**INSTRUÇÕES DA TAREFA:**
Converta todos os itens abaixo em uma lista JSON de strings, com uma string para cada linha e sem as linhas em branco.

**MATERIAL FORNECIDO:**
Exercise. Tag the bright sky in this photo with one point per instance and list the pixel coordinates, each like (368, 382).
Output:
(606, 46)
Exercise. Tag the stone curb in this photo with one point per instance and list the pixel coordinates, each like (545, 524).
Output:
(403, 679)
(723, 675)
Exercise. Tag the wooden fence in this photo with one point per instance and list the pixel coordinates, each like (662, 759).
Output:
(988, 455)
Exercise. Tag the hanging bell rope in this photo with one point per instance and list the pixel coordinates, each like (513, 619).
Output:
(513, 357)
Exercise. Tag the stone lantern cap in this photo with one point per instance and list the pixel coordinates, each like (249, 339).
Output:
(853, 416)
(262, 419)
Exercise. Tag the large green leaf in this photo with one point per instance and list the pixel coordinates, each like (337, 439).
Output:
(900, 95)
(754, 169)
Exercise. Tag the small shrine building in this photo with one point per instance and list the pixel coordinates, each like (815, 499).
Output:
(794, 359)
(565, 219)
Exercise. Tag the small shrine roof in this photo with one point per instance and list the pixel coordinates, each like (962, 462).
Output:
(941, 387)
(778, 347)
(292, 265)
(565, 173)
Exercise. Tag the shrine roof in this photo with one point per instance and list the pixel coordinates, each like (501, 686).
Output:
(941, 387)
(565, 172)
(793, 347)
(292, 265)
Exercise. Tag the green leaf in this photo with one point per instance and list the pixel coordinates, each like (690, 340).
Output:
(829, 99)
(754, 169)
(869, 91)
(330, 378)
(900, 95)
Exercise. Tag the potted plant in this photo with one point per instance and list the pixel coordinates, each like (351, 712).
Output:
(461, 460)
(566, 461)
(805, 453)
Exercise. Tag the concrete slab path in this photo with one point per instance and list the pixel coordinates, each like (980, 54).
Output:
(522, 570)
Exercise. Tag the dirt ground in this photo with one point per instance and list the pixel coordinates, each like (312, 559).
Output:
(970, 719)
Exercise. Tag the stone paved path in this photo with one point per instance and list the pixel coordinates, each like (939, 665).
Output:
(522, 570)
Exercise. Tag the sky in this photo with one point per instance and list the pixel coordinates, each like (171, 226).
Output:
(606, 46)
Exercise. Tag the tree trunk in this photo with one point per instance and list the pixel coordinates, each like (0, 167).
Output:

**RESULTADO DO EXERCÍCIO:**
[
  "Exercise. Tag the bright sky in this photo with one point per instance and list the pixel coordinates, each like (368, 382).",
  "Output:",
  "(606, 46)",
  "Exercise. Tag the stone curb in this photo with one point per instance and list the pixel coordinates, each like (545, 524).",
  "Output:",
  "(403, 679)",
  "(723, 675)",
  "Exercise. Tag the wooden fence in this photo with one point per instance and list the pixel coordinates, each like (662, 759).",
  "Output:",
  "(988, 455)",
  "Exercise. Tag the hanging bell rope in this photo with one point per instance and list the pixel coordinates, each like (513, 619).",
  "Output:",
  "(513, 357)",
  "Exercise. Tag the stone lantern cap in this photo with one point per instance and list the pixel coordinates, each like (249, 339).",
  "Output:",
  "(853, 416)",
  "(262, 419)",
  "Exercise. Tag the large green leaf in this photo with one point per instance and list the pixel coordinates, each like (337, 439).",
  "Output:",
  "(900, 95)",
  "(754, 169)",
  "Exercise. Tag the small shrine building in this photo with one point per instance and list the pixel coordinates, each like (815, 499).",
  "Output:",
  "(794, 359)",
  "(565, 219)",
  "Exercise. Tag the small shrine roof in this photo with one point per instance and list the pixel coordinates, each like (962, 462).",
  "Output:",
  "(941, 387)",
  "(778, 347)",
  "(292, 265)",
  "(565, 173)",
  "Exercise. Tag the shrine roof in this photo with one point per instance and list the pixel coordinates, each like (501, 686).",
  "Output:",
  "(941, 387)",
  "(565, 172)",
  "(793, 347)",
  "(292, 265)",
  "Exercise. Tag the green leaf in this photo with one point per instance and list the pixel coordinates, each like (690, 340).",
  "Output:",
  "(829, 99)",
  "(754, 169)",
  "(869, 91)",
  "(330, 378)",
  "(900, 95)",
  "Exercise. Tag the potted plant in this photo with one point per instance and list the pixel coordinates, each like (351, 712).",
  "Output:",
  "(461, 460)",
  "(566, 461)",
  "(805, 453)",
  "Exercise. Tag the concrete slab path in this photo with one point per instance and list the pixel coordinates, each like (980, 54).",
  "Output:",
  "(522, 570)",
  "Exercise. Tag the dirt ground in this photo with one point per instance and list the pixel coordinates, each like (312, 559).",
  "Output:",
  "(970, 719)",
  "Exercise. Tag the stone paved path in this photo with one point per instance and list the pixel coordinates, each like (939, 665).",
  "Output:",
  "(522, 570)",
  "Exercise. Tag the sky in this photo with one point per instance and list the pixel coordinates, each like (171, 226).",
  "Output:",
  "(606, 46)",
  "Exercise. Tag the tree trunk in this photo with one point per instance and list the pixel coordinates, each like (0, 167).",
  "Output:"
]